### WORK TO COMPLETE:
Please name the two fictional characters Chang wrote as in JGN, according to the essay excerpt on his gay activism in Jamaica.

### PAGE EXCERPT:

##############################

In this essay I focus on Chang’s position as “Oriental” to consider the raced, classed, and gendered politics of transnational gay activism in late twentieth-century Jamaica.3 I examine how Chang’s gay activism facilitates an analysis of the ways Chinese-ness plays into cross-race, cross-class, and cross-gender relations both on the island and overseas. Though a major player in GFM’s efforts, Chang was unable to fully rely on his own labour and resources to build a movement and sought to construct relationships across Jamaica’s racialized hierarchies to ensure GFM’s success. As suggested by Chang’s report above, these exchanges also extended beyond Jamaica’s shores through connections with organizations such as SHRG.
My analysis of GFM and Chang builds on Kanika Batra’s (2010) earlier essay on JGN materials housed at the ArQuives in Toronto, Canada. For this project, my research involved archival work and oral history interviews. I assembled GFM materials from across Jamaica, North America, and Europe in digital, personal, and “brick-and-mortar” archives. I reviewed these materials in person at the ArQuives in Toronto, and the Schomburg Center for Research on Black Culture in New York. I also electronically accessed GFM documents from the Digital Library of the Caribbean and the IHLIA LGBT Heritage in Amsterdam. Finally, after speaking with Chang, he graciously allowed me to review his personal archive in Kingston, Jamaica. Across these different sites, I pieced together all 81 issues of JGN, as well as letters, flyers, notes, and various other GFM materials amassed over the course of the group’s existence between 1977 and 1984. I also conducted oral history interviews with seven women and thirteen men (including Chang) with different relationships to GFM: some were members, others simply attended GFM events, while others knew of GFM but chose not to participate. In these interviews I elicited narratives about their personal histories, their involvement (if any) in GFM, and their impressions of the group’s work.
Drawing on these sources, I examine Chang’s activism by analyzing the representational strategies he used in writing for JGN in relation to GFM’s activist efforts. To represent and recruit across different positions within Jamaica’s racialized hierarchies, Chang wrote in JGN as the fictional characters Tony Long and Mampala Morgan. Writing in “standard” English, Long was figured as a normatively masculine, middle-class gay man who was intended to engage international interlocutors and Jamaica’s White and Brown middle and upper classes. In contrast, Mampala Morgan wrote exclusively in Jamaican patois and was constructed to be a gender-ambiguous, lower-class Black subject intended to encourage the participation of the island’s Black masses. Through these characterizations, Chang makes use the way that language (re)produces social hierarchies within Jamaica and its various extensions.

##############################

### SUPPLIED ENTRIES:
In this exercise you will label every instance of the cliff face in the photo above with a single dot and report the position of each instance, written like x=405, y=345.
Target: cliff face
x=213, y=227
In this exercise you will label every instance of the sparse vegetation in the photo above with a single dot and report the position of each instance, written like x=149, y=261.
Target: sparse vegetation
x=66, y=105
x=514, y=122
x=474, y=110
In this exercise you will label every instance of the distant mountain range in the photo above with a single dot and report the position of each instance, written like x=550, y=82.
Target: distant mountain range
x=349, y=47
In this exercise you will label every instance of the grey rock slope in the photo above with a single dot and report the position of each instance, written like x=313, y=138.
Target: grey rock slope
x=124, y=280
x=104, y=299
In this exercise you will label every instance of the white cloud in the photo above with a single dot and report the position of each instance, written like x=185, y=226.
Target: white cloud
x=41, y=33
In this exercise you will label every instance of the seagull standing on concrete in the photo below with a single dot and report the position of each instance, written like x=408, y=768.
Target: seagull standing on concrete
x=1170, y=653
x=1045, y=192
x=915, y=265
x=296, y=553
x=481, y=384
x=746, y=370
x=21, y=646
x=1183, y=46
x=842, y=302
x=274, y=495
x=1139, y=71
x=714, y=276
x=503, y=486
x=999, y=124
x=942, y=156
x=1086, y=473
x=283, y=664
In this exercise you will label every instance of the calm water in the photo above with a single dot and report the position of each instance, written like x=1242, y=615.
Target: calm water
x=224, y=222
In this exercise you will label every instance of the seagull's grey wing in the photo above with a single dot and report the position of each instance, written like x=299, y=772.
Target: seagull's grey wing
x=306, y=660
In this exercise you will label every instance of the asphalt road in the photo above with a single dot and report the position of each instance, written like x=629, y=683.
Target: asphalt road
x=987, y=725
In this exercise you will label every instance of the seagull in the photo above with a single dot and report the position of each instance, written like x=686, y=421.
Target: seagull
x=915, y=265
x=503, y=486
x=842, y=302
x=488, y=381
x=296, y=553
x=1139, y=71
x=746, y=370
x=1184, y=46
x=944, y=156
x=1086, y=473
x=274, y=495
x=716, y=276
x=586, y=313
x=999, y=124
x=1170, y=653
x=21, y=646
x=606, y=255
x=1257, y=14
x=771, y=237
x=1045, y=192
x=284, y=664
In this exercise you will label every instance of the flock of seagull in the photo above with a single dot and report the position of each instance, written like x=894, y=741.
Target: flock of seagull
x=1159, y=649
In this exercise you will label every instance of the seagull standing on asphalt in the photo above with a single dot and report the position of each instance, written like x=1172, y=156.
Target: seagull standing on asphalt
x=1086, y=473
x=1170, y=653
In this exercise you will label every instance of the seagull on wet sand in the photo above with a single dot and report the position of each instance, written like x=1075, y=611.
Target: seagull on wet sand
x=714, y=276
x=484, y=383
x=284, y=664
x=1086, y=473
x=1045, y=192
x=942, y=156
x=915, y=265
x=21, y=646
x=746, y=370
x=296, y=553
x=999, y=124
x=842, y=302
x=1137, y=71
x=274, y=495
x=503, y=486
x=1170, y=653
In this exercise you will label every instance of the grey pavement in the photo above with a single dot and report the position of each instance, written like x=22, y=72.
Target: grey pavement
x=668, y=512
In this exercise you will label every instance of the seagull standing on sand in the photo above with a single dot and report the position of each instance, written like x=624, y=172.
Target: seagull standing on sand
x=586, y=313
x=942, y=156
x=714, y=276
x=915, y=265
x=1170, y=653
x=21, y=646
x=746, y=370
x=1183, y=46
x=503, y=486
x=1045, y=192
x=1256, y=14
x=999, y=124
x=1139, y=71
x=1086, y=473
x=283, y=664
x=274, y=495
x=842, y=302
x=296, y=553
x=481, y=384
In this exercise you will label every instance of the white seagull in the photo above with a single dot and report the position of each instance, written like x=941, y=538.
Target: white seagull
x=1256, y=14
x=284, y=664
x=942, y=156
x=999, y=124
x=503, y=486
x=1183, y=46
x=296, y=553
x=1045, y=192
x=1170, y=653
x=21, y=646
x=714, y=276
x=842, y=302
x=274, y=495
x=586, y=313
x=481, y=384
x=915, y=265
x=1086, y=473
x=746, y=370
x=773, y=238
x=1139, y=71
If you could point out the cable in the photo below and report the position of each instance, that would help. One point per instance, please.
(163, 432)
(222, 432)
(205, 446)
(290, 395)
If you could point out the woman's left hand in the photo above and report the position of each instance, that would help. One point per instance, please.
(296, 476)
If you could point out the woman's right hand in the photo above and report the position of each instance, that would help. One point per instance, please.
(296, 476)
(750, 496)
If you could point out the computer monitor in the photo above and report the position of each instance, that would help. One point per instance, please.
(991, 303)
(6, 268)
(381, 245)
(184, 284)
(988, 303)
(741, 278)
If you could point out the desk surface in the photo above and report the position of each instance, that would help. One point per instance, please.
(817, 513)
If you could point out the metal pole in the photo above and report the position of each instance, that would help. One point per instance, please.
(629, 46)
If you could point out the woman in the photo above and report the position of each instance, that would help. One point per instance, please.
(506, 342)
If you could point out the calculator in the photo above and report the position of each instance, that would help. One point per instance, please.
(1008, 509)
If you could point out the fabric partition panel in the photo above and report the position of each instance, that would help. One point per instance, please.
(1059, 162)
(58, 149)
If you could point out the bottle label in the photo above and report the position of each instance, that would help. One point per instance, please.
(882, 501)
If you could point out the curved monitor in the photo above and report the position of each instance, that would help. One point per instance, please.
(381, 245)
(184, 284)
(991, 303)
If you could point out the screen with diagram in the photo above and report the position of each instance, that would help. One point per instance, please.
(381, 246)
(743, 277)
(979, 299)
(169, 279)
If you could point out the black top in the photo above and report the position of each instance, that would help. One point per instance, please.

##############################

### RESPONSE AREA:
Tony Long and Mampala Morgan.